Source document →
# # # #
Netflix’s Fastest Car wants to race past cliché. Instead, it revels in it

One of Netflix’s newest and most succinctly-titled shows, Fastest Car attempts to answer the age-old question that has plagued mankind for a little over a century: What’s the fastest car? Is it a Lamborghini, a Ferrari, a Dodge Viper ACR, a Buick Grand National, or… a Honda Odyssey? A 1976 Cadillac DeVille straight from the set of Goodfellas? A rat rod named Lunch Money? About a half-dozen pickups? A Ford GT driven by the villain in a Jean-Claude Van Damme movie?

At dragstrips from Irwindale, California, to Caddo Mills, Texas, the premise is simple: three unexpected “sleepers” attempt to dethrone a supercar. It is the ultimate expression of the credo “Built Not Bought.” Anyone cashing out their Raytheon stock can go out and buy a $100,000 supercar, but building something yourself—and possibly spending just as much—is what real Americans do, a narrative the show hammers with the subtlety of a nitromethane explosion.
# # # #
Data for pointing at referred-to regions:

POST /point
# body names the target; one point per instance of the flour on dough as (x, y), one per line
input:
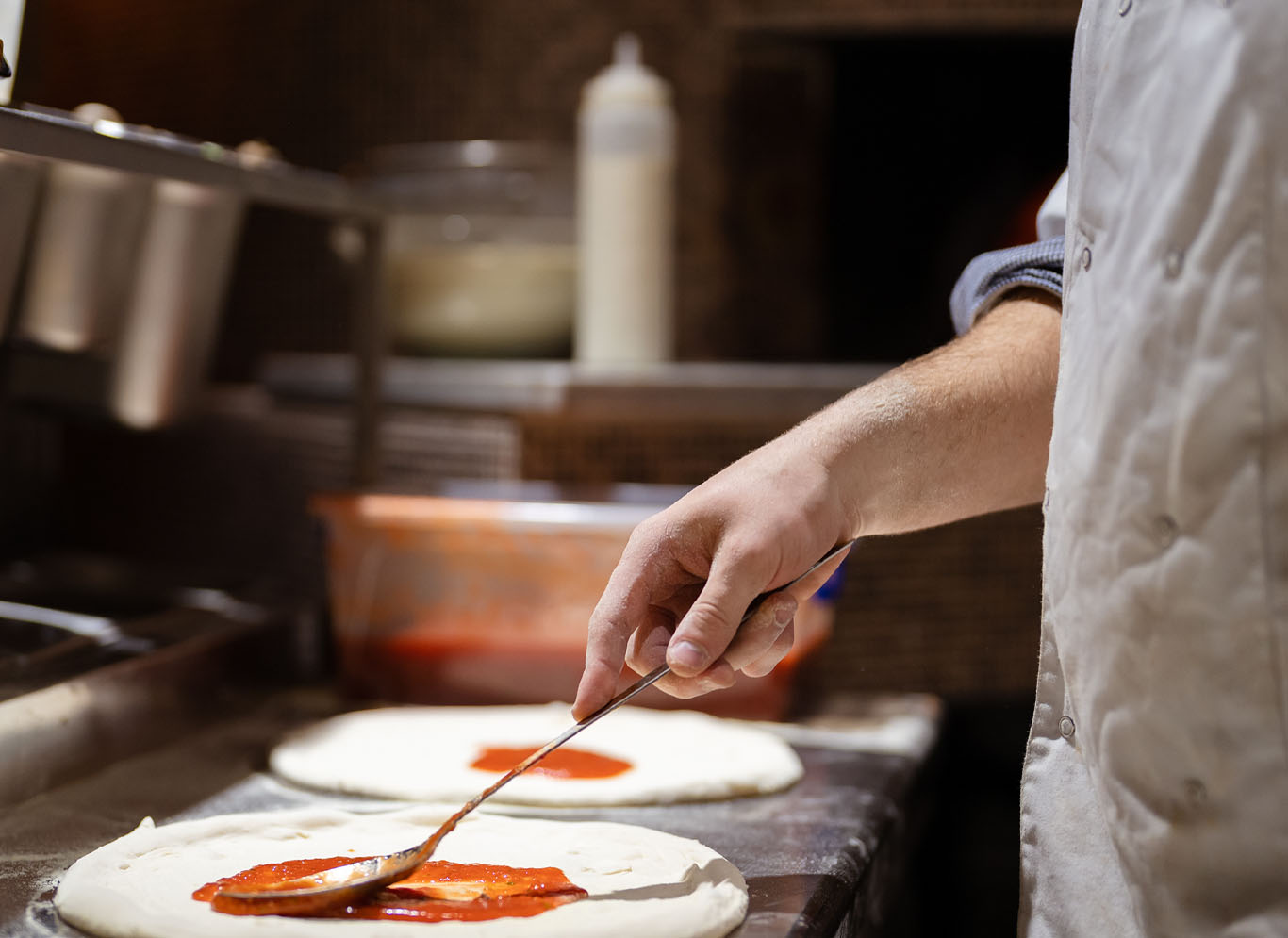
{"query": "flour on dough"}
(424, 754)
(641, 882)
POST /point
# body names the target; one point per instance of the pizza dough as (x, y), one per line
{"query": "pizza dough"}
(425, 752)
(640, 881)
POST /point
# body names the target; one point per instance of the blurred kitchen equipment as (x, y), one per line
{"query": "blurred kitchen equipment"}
# # # #
Quote the Fastest Car article in full, word for word. Work only from the Fastest Car article.

Netflix’s Fastest Car wants to race past cliché. Instead, it revels in it

One of Netflix’s newest and most succinctly-titled shows, Fastest Car attempts to answer the age-old question that has plagued mankind for a little over a century: What’s the fastest car? Is it a Lamborghini, a Ferrari, a Dodge Viper ACR, a Buick Grand National, or… a Honda Odyssey? A 1976 Cadillac DeVille straight from the set of Goodfellas? A rat rod named Lunch Money? About a half-dozen pickups? A Ford GT driven by the villain in a Jean-Claude Van Damme movie?

At dragstrips from Irwindale, California, to Caddo Mills, Texas, the premise is simple: three unexpected “sleepers” attempt to dethrone a supercar. It is the ultimate expression of the credo “Built Not Bought.” Anyone cashing out their Raytheon stock can go out and buy a $100,000 supercar, but building something yourself—and possibly spending just as much—is what real Americans do, a narrative the show hammers with the subtlety of a nitromethane explosion.